⟨

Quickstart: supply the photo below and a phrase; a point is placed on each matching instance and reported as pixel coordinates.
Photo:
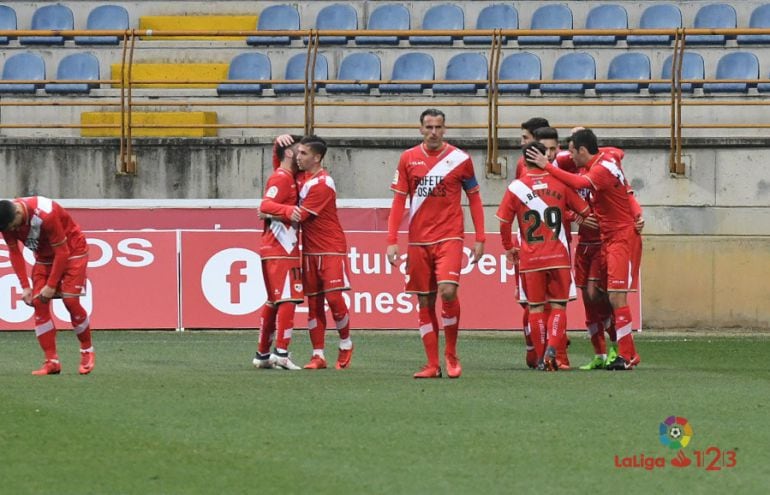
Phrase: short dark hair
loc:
(315, 143)
(546, 133)
(534, 123)
(533, 144)
(7, 213)
(281, 150)
(587, 139)
(433, 112)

⟩

**AIM OF THE EXERCISE:**
Transcribe each record above exactly, leaving every picture out of the copy.

**SOLUTION TO THIS PROBLEM:**
Quickstart: supply the photo below and a phrase; a point is placed on each matching instance and reported as pixel coordinates.
Photo:
Phrase: short dark hair
loc:
(315, 143)
(546, 133)
(534, 123)
(533, 144)
(7, 213)
(281, 150)
(587, 139)
(433, 112)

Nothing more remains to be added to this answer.